> [Study questions]
1. According to the tennis article, which two tournaments had Pablo Carreno Busta reached the finals of this clay season?
2. Pick up the article on Aljaz Bedene at the French Open after its final sentence and write what comes next.

> [Exercise text]

⁂

French Open 2016: Aljaz Bedene joins Murray in Round 3 of a Major for first time

Aljaz Bedene reaches the third round of the French Open for the first time with a five-set win against Spain's Pablo Carreno Busta

Marianne Bevis
By Marianne Bevis in Paris

The second-ranked British man, Aljaz Bedene, had already achieved something at Roland Garros that he had not managed before: He won a main-draw match to reach the second round.

In taking on 24-year-old Spaniard Pablo Carreno Busta, he now had the chance to achieve another first: He could reach the third round of a Grand Slam for the first time.

On paper, too, his chances could have been a lot worse. The 43-ranked Carreno Busta had taken out the seed in this segment, Federico Delbonis, in four long sets. But he had good clay credentials this season: the finals of Sao Paulo and Estoril, and wins over the likes of Grigor Dimitrov, Gilles Simon and Benoit Paire. In contrast Bedene’s best result was a semi run at the start of the year on the hard courts of Chennai, plus a hard-court Challenger in March.

It was not just a first third-round run for both men at stake, though: The winner, more likely than not, would next play world No1 Novak Djokovic.

⁂

(Stored records)

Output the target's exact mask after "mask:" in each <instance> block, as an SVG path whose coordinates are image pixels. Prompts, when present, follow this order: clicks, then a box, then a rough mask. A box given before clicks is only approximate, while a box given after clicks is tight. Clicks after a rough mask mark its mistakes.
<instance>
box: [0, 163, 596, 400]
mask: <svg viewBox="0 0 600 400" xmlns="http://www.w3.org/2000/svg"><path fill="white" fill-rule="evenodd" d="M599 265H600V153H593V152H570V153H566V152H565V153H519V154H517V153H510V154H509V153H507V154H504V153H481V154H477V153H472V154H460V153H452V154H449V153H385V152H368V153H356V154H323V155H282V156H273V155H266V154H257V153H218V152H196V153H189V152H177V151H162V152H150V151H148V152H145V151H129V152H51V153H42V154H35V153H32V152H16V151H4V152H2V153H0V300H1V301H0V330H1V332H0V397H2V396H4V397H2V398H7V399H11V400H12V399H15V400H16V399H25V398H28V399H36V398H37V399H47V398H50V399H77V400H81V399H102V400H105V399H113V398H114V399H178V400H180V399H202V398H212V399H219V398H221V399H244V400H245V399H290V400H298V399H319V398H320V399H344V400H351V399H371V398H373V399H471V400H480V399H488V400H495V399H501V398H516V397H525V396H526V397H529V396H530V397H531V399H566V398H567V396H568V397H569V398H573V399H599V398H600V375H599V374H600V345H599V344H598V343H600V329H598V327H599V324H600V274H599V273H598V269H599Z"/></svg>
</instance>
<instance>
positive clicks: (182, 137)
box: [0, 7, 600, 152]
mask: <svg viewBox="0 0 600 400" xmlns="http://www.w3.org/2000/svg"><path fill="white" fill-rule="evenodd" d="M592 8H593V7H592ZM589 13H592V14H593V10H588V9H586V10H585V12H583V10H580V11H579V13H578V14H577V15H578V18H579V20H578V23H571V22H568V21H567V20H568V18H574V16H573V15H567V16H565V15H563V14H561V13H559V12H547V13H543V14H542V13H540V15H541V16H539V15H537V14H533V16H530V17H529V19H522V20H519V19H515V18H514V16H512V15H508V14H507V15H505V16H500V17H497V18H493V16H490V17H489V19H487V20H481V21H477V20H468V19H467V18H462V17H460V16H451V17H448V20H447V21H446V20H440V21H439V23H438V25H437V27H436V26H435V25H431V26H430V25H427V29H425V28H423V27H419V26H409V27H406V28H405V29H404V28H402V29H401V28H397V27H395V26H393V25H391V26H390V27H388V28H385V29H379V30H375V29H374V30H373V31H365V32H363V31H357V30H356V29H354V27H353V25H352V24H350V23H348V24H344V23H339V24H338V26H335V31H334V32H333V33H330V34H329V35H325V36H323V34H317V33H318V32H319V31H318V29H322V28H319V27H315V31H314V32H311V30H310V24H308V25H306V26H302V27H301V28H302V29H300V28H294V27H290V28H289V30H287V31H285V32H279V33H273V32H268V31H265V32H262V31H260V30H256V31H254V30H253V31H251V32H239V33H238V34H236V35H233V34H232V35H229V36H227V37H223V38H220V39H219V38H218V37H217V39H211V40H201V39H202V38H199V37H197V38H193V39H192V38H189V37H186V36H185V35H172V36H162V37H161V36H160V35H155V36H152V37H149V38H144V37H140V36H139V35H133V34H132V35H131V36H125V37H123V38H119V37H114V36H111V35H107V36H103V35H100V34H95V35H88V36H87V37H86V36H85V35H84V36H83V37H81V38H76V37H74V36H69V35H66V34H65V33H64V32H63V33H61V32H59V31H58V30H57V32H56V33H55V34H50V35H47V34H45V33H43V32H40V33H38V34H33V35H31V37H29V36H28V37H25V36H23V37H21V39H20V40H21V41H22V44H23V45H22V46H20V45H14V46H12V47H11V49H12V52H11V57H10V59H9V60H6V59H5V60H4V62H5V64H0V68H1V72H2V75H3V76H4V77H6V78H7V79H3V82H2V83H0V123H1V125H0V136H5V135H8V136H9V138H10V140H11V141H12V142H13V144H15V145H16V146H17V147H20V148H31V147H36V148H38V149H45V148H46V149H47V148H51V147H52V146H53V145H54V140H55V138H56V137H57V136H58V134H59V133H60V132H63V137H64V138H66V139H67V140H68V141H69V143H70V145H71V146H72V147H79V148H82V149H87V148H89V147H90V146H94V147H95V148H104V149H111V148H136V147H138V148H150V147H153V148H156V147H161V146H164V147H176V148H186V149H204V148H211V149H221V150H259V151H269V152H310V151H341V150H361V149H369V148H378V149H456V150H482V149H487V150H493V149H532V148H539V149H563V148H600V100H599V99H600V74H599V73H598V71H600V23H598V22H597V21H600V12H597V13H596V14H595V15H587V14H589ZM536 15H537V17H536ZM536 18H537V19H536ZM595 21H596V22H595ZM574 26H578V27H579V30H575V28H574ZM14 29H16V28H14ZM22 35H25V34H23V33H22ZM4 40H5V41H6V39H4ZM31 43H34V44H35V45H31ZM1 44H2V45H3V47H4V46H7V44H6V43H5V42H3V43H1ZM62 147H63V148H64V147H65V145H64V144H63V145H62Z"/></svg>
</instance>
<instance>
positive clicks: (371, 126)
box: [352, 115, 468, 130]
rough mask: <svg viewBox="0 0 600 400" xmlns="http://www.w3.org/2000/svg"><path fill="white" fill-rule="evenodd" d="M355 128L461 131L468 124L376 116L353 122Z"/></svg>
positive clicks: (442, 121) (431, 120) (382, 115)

⁂

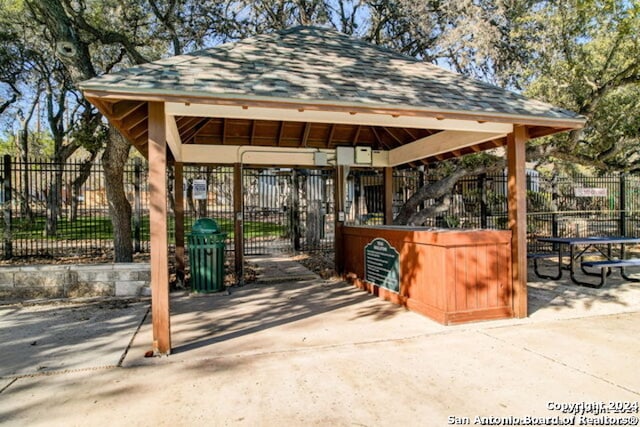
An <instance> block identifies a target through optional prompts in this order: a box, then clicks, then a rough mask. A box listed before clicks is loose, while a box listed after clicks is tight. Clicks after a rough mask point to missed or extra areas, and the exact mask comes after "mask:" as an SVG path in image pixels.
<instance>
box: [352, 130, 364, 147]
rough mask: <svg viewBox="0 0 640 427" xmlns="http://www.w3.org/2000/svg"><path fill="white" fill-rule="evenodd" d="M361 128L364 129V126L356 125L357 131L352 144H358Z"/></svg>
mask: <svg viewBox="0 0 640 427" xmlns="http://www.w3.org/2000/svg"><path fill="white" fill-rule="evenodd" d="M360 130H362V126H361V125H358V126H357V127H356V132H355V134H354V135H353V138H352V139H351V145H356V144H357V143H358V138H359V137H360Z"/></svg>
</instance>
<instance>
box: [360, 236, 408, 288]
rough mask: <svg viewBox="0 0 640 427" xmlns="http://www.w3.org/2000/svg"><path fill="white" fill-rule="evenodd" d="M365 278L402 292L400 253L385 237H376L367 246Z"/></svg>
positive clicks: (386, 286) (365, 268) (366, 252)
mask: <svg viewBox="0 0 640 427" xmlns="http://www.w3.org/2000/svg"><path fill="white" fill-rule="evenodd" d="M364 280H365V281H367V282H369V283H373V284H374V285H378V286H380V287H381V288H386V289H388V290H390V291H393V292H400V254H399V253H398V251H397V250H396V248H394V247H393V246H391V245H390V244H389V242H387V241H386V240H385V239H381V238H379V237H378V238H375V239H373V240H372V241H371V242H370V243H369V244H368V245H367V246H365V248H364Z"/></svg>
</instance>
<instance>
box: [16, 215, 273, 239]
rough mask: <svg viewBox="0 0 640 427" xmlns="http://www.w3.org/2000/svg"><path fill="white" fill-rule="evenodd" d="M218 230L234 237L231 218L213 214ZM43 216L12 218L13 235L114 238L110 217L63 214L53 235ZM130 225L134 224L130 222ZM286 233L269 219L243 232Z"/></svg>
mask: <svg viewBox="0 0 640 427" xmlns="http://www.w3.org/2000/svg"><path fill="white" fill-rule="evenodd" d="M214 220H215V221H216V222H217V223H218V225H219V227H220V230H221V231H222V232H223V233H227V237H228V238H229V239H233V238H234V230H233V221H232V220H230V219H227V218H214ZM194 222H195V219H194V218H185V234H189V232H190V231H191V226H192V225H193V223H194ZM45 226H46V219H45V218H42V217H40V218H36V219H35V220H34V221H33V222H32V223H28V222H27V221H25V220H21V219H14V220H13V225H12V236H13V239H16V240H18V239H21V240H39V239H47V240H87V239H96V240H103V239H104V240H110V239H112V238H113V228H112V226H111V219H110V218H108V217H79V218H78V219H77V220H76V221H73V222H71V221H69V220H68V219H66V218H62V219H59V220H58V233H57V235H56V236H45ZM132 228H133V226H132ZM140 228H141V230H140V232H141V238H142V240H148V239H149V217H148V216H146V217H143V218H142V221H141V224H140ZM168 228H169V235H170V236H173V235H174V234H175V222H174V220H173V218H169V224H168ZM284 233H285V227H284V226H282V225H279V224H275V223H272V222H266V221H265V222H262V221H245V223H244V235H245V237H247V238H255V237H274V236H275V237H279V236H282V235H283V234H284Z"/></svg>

⁂

> [Responses to the tasks]
1. Sao Paulo and Estoril.

2.
Bedene had only had the pleasure of that match-up once before, at last year’s Australian Open. It was, perhaps not surprisingly, a straight sets win for the Serb, but at the time, Bedene was ranked at just 116. By last year’s French Open, the Briton had broken the top 80, and by the end of July, the top 70. By the end of the year, he was at a career high 45.

This season, niggling injuries had not done his cause much good—first to his leg, then his wrist—and nor had the extended delays to the ITF hearings that would determine whether he could play for the British Davis Cup team. It was announced that he could not, despite gaining his British passport a year before.

So it had been a frustrating season after a very promising one, and a victory in Paris would be a real boost to his confidence and ranking, even if the chances of advancing further were slim.

Bedene started well to pull back an opening break with a run of three love games. He dug deep to hold off five break points with his sixth ace for 4-3, and the two men edged to a tie-break. Again, Bedene served well to take a 5-0 lead. He netted a drop shot for 5-3 but then swept to the set, 7-6(3) in 51 minutes.

Bedene’s serving kept him on the front foot in the second set, too, as he cranked up his 13th ace and used the drop shot and net finishes to great effect. A terrific combination of drop, lob and forehand pass brought a timely break for 5-3 and the Briton served out the set, 6-3.

Now though, Carreno Busta showed what a dangerous clay player he can be. He responded strongly, and combined with a drop in level from Bedene’s serving, it was the Spaniard’s turn to shine and he broke in the third game. Although the Briton had a chance to break straight back, he failed to do so, and Carreno Busta served it out, 6-4.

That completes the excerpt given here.